** BEGIN PASSAGE TO READ **

We learned from Financial Advisor magazine about yesterday's "Testimony before the United States Senate Committee on Banking, Housing, and Urban Affairs" from Thomas Deas, Jr., Chairman of the National Association of Corporate Treasurers on "Fostering Economic Growth: The Role of Financial Companies." Deas proposes "to focus on a few areas in which certain regulatory changes could benefit Main Street companies so that we can grow our businesses and increase employment opportunities for our American workers," and he includes a number of comments on money market funds in his testimony.

The NACT Chairman said, "Chairman Crapo, Ranking Member Brown, and the other members of this Committee: Thank you for the opportunity to testify at this important hearing focusing on our country's future economic growth. I am Thomas C. Deas, Jr., recently retired vice president and treasurer of FMC Corporation and current chairman of the National Association of Corporate Treasurers ("NACT"), an organization of treasury professionals from several hundred of the largest public and private companies in the country. At the outset, I would like to thank you, Chairman Crapo, for your efforts to make sure that end‐users are able to engage in prudent risk‐management activities without facing costs that could make such activities prohibitively expensive."

The statement contained a section entitled, "End‐Users and Money Market Mutual Funds," which explained, "There is no question that liquidity is the lifeblood of any business. Without having ample liquidity, production comes to halt, inventories run low, and bills are not paid on time. The cyclical nature of many businesses places significant importance on the availability of committed financing so that they can operate efficiently and without disruption. To illustrate the interconnectivities between end‐users and the financial markets, it is useful to consider their use of money market mutual funds ("MMMFs")."

** END PASSAGE TO READ **
** BEGIN DATA EXCERPT **

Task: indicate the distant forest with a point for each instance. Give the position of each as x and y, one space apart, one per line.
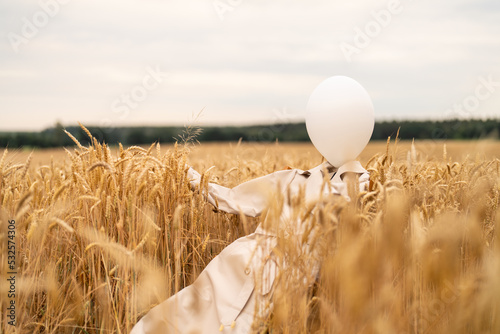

** END DATA EXCERPT **

_STATED EXERCISE 1_
In the Senate testimony passage, what is called the lifeblood of any business?
_STATED EXERCISE 2_
Repeat everything in the Senate testimony passage from "We learned from" down to "in his testimony.".

_TASK OUTPUT 1_
Liquidity.

_TASK OUTPUT 2_
We learned from Financial Advisor magazine about yesterday's "Testimony before the United States Senate Committee on Banking, Housing, and Urban Affairs" from Thomas Deas, Jr., Chairman of the National Association of Corporate Treasurers on "Fostering Economic Growth: The Role of Financial Companies." Deas proposes "to focus on a few areas in which certain regulatory changes could benefit Main Street companies so that we can grow our businesses and increase employment opportunities for our American workers," and he includes a number of comments on money market funds in his testimony.